#### [Selected excerpt]
** Begin **
Reflections of a Jew-Bu

Trinh Thi Bẩy (1921-2008) – my Bà ngoại who gave me the name, Thành Trúc, which means bamboo.

On living with two names in Vietnam as a mixed-race Viet Kieu American Jew.

As a child, my father took me to synagogue only during the holidays. My mother (born Buddhist) tagged along for as long as she could, but at some point I think she realized that staring at a bunch of Hebrew she couldn’t read wasn’t all that meaningful. Eventually, my father and I stopped going altogether.

On Rosh Hashanah last year, I dressed up for services. My heels clacked along the uneven pavement, still wet from the rain when I dodged motorbike traffic earlier that afternoon. A strange and impractical outfit for Saigon, indeed.

I was doing the High Holidays not only as an act of ritual, but also as a result of a deep yearning for something to feel familiar. Amidst an incredibly abrupt change of scenery—moving across the world to a new country, getting food poisoning during my first week, and most recently, contracting dengue fever. All of this, of course, occurring all at once on my first visit to Vietnam in over a decade.
** End **
#### [Supplied entries]
** Begin **
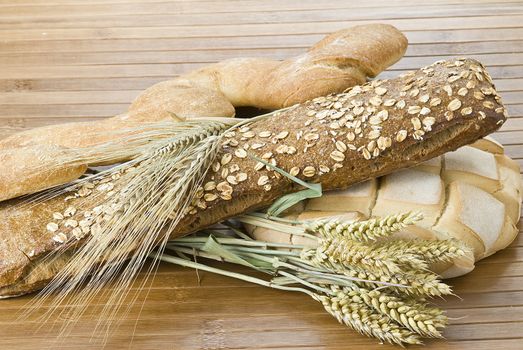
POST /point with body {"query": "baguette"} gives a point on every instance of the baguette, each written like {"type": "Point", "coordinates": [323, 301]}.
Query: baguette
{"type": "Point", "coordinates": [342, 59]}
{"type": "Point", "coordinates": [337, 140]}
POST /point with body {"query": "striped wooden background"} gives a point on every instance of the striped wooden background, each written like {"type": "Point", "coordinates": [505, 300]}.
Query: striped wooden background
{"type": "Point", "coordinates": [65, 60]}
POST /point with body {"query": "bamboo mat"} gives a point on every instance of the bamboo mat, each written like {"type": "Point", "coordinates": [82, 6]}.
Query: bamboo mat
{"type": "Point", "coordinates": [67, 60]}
** End **
** Begin **
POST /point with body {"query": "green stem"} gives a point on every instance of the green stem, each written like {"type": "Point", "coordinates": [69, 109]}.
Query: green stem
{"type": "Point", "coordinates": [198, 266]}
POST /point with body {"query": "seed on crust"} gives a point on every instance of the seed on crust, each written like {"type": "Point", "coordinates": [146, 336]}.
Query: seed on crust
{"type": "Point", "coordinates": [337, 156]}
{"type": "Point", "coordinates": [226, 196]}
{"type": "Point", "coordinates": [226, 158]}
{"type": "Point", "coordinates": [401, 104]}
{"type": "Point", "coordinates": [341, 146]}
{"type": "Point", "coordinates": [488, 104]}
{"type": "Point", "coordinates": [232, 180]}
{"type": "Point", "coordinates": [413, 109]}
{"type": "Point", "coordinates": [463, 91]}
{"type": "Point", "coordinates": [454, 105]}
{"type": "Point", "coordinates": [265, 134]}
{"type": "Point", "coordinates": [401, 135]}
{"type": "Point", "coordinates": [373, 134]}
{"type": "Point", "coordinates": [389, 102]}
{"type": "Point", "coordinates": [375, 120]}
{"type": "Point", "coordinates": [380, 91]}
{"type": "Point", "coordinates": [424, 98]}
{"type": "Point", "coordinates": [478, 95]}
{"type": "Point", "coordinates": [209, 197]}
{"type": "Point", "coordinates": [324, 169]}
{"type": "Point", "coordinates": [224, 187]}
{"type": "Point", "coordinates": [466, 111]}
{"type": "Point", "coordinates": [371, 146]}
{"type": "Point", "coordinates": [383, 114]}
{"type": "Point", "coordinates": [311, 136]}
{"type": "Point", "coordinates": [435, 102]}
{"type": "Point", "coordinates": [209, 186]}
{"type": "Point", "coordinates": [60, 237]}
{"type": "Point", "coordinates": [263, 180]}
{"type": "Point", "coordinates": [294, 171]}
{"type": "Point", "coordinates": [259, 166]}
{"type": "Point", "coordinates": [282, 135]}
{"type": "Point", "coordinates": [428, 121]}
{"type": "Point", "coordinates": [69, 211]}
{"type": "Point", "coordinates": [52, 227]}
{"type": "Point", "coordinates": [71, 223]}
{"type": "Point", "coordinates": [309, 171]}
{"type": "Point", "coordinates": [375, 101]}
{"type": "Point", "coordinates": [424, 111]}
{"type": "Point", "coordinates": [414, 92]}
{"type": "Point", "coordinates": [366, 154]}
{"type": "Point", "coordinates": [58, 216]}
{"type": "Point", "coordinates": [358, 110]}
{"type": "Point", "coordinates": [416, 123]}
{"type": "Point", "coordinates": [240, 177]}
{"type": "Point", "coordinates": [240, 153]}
** End **
#### [Written tasks]
- a) Answer these questions about the essay:
(i) What does the name Thành Trúc mean?
(ii) In what city did the writer dress up for Rosh Hashanah services?
(iii) What illness did the writer contract most recently?
- b) Copy the essay from "Trinh Thi Bẩy" to "Kieu American Jew.", substituting "reed" for "bamboo".
The records play no part in what comes next.

#### [Answers provided]
- a)
(i) Bamboo.
(ii) Saigon.
(iii) Dengue fever.

- b)
Trinh Thi Bẩy (1921-2008) – my Bà ngoại who gave me the name, Thành Trúc, which means reed.

On living with two names in Vietnam as a mixed-race Viet Kieu American Jew.